**Parties de l’exercice**:
1 > Répondez aux questions suivantes d’après le texte sur La France insoumise :
(a) Depuis quelle date les cadres de LFI s’imposent-ils de ne pas franchir leur ligne rouge ?
(b) Pour qui ces cadres appelaient-ils à voter dès le premier tour ?
(c) Pour qui beaucoup laissent-ils entendre en off qu’ils voteront ?
2 > Recopiez mot pour mot un passage du texte sur La France insoumise, en commençant aux mots « Ne pas froisser » et en vous arrêtant après les mots « Marine Le Pen. ».
3 > Reprenez le texte sur La France insoumise à l’endroit où il s’arrête.

*** Texte fourni ***

Ne pas froisser les militants et électeurs insoumis les plus en colère. Ceux qui disent ne pas « pouvoir » voter Emmanuel Macron au second tour de l’élection présidentielle, tant sa politique les révulse. C’est la ligne rouge que les cadres de La France insoumise (LFI), qui appelaient pourtant à « faire barrage » à l’extrême droite dès le premier tour en votant pour Jean-Luc Mélenchon, se sont imposé de ne pas franchir depuis le 10 avril.
Pour ce faire, pas d’autre solution que de tourner autour du pot : ils se refusent donc à dire clairement ce qu’ils feront le 24 avril. Même si beaucoup laissent entendre en off qu’ils voteront pour Emmanuel Macron pour faire barrage à Marine Le Pen.

*** Section des données ***

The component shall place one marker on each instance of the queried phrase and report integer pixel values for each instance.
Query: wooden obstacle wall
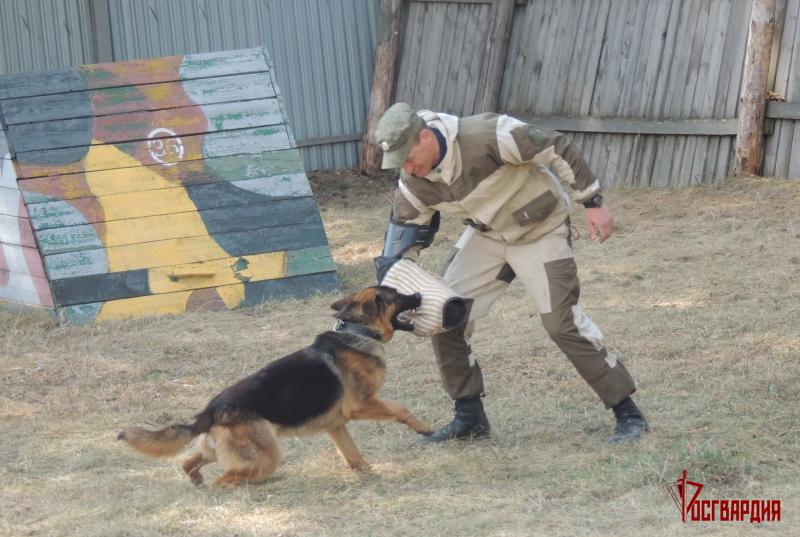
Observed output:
(155, 186)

***

**Réponses successives**:
1 >
(a) Depuis le 10 avril.
(b) Pour Jean-Luc Mélenchon.
(c) Pour Emmanuel Macron.

2 >
Ne pas froisser les militants et électeurs insoumis les plus en colère. Ceux qui disent ne pas « pouvoir » voter Emmanuel Macron au second tour de l’élection présidentielle, tant sa politique les révulse. C’est la ligne rouge que les cadres de La France insoumise (LFI), qui appelaient pourtant à « faire barrage » à l’extrême droite dès le premier tour en votant pour Jean-Luc Mélenchon, se sont imposé de ne pas franchir depuis le 10 avril.
Pour ce faire, pas d’autre solution que de tourner autour du pot : ils se refusent donc à dire clairement ce qu’ils feront le 24 avril. Même si beaucoup laissent entendre en off qu’ils voteront pour Emmanuel Macron pour faire barrage à Marine Le Pen.

3 >
Cette tentation semblait brûler les lèvres de Jean-Luc Mélenchon, mardi 19 avril, sur BFMTV. Interviewé par Bruce Toussaint qui a tenté de le pousser dans ses retranchements, il s’en est tenu à la ligne décidée par le mouvement. Après avoir demandé aux Français de l’« élire premier ministre » en offrant une majorité à l’Union populaire au « troisième tour » lors des législatives (les 12 et 19 juin prochains), il a rivalisé de contorsions sur l’affaire du second tour, arguant que sa « responsabilité politique » était de « garder uni un bloc de 11 millions de personnes [qui ont voté à gauche au 1er tour – ndlr]. Or elles sont divisées ».
Réitérant ses avertissements du soir du premier tour - voter Le Pen serait une « erreur colossale » –, il a cette fois tenté de dissuader les électeurs de s’abstenir : « Il y a des gens qui pensent qu’il faut s’abstenir. Moi, je leur dis votez ce que vous voulez [blanc ou Macron – ndlr], mais ne vous abstenez pas, restez acteurs de votre histoire », a-t-il lancé, précisant que les politiques de Macron et de Le Pen n’étaient pas de « même nature » - notamment parce que cette dernière ferait « la chasse aux musulmans » si elle était élue.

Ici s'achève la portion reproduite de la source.